• CHALLENGE:
Write the next part of the watch strap forum thread below, starting right after its final post.

• EXCERPT:
EDIT: The seller's away until 23 February


----------



## Robti

I know but only decided on a whim to try it after trying on a Milanese mesh, so don't mind the wait lol


----------



## A2orry

This is the next itch I'd like to scratch.Does £50 buy a good one or spending a little more make it much better.


----------



## it'salivejim

A2orry said:


> This is the next itch I'd like to scratch.Does £50 buy a good one or spending a little more make it much better.


 Which of your four watches would you put it on because I can't imagine it working with any of them.

Seamaster maybe but even then it's not a great look.


----------



## A2orry

Was thinking about it for my atlas .That's why I'm not going to spend much on it .Staib are my favourite but a bit pricey.


----------



## Sulie

I move my ones around .. I know have two .. well worth the wait ex CN

Sometimes recvd a lot sooner than expected .. :thumbsup: only watch out for for cold and frosty mornings .. I prefer a nato/Zulu/silcon strap :yes:

Seiko Orange Monster 16th Nov 2017 by sulie preece, on Flickr

casio super ill 24th Jan 18 by sulie preece, on Flickr

citizen ny2300 17th Aug 2017 a by sulie preece, on Flickr


----------



## Roger the Dodger

Be careful with sharkmeshes...they aren't easy to adjust the length. In the old days you had to cut rows of links out to shorten. I bought mine from Will Jean in Canada, but he seems to have left the building....Watch Gecko still do the adjustable version that has removable H links...

https://www.watchgecko.com/shark-mesh-watch-strap.php


----------



## A2orry

Sulie said:


> I move my ones around .. I know have two .. well worth the wait ex CN
> 
> Sometimes recvd a lot sooner than expected .. :thumbsup: only watch out for for cold and frosty mornings .. I prefer a nato/Zulu/silcon strap :yes:
> 
> Seiko Orange Monster 16th Nov 2017 by sulie preece, on Flickr
> 
> casio super ill 24th Jan 18 by sulie preece, on Flickr
> 
> citizen ny2300 17th Aug 2017 a by sulie preece, on Flickr


 They all suit the mesh .I prefer the clasp on the first and last pic I'm wanting one to try on my atlas .If you don't mind a newbie asking would you tell me what I should pay for one .

• MATERIAL PROVIDED:
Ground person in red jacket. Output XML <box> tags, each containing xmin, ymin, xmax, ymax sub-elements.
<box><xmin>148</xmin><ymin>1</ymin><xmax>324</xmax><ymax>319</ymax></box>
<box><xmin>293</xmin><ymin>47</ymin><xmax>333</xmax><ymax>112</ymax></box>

• WRITTEN REPLY:
Roger the Dodger said:


> Be careful with sharkmeshes...they aren't easy to adjust the length. In the old days you had to cut rows of links out to shorten. I bought mine from Will Jean in Canada, but he seems to have left the building....Watch Gecko still do the adjustable version that has removable H links...
> 
> https://www.watchgecko.com/shark-mesh-watch-strap.php


 I'm not to sure of the H bar adjustments..I have small wrist probly be getting rid of some of them .


----------



## Roger the Dodger

A2orry said:


> I'm not to sure of the H bar adjustments..I have small wrist probly be getting rid of some of them .


 It is the easiest way to shorten a sharkmesh, plus you have a small amount of adjustment on the clasp. From experience, each 'H link' is roughly 12mm.


----------



## Chromejob

Another vote for ones with the H links for sizing, particularly for those new to mesh bracelets.


----------



## Roger the Dodger

Just so that you can see the components of the 'H' link bracelet, here's a couple of pics.

Each link consists of the 'H' connecting piece and two rows of mesh. The fixing method is by a screwed rod and tube. The bracelet comes with four removable links...I had to remove two to make it fit my 7.5" wrist, and there are 3 adjustment holes on the clasp.


----------



## PC-Magician

£20

https://www.ebay.co.uk/itm/SHARK-MESH-22mm-STAINLESS-STEEL-DIVER-WATCH-BRACELET-STRAP-springbars-included/352334104129?hash=item5208bfc641:g:ZCgAAOSwuhFaR3nj


----------



## A2orry

Seems H link is the way to go .Off I go to eBay.


----------



## A2orry

Seems H link is the way to go .Off I go to eBay. Removed all the H links fits spot on and looks better.









I will measure my wrist .If you buy one of them and your same size as me take them all off .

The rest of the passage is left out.